### PROBLEM DESCRIPTION
Copies of all lines that contain "photo" are needed; take them from the data below.

### DATASET RECORDS
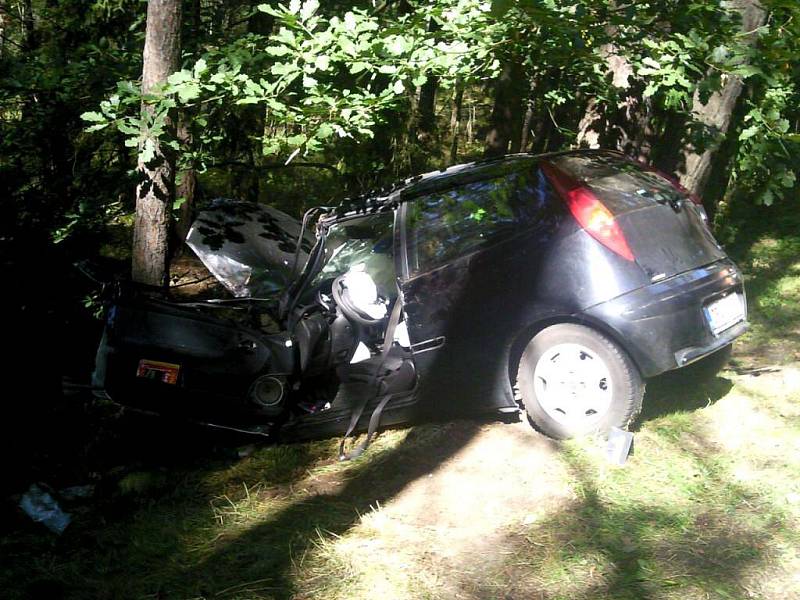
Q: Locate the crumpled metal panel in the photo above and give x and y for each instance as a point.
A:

--

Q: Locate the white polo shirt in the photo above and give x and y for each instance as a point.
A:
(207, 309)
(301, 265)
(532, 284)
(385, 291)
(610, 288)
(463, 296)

### EXPECTED ANSWER
Q: Locate the crumpled metal panel in the photo above and give x and y for each instance as a point.
Q: Locate the white polo shirt in the photo above and give x and y for each instance as a point.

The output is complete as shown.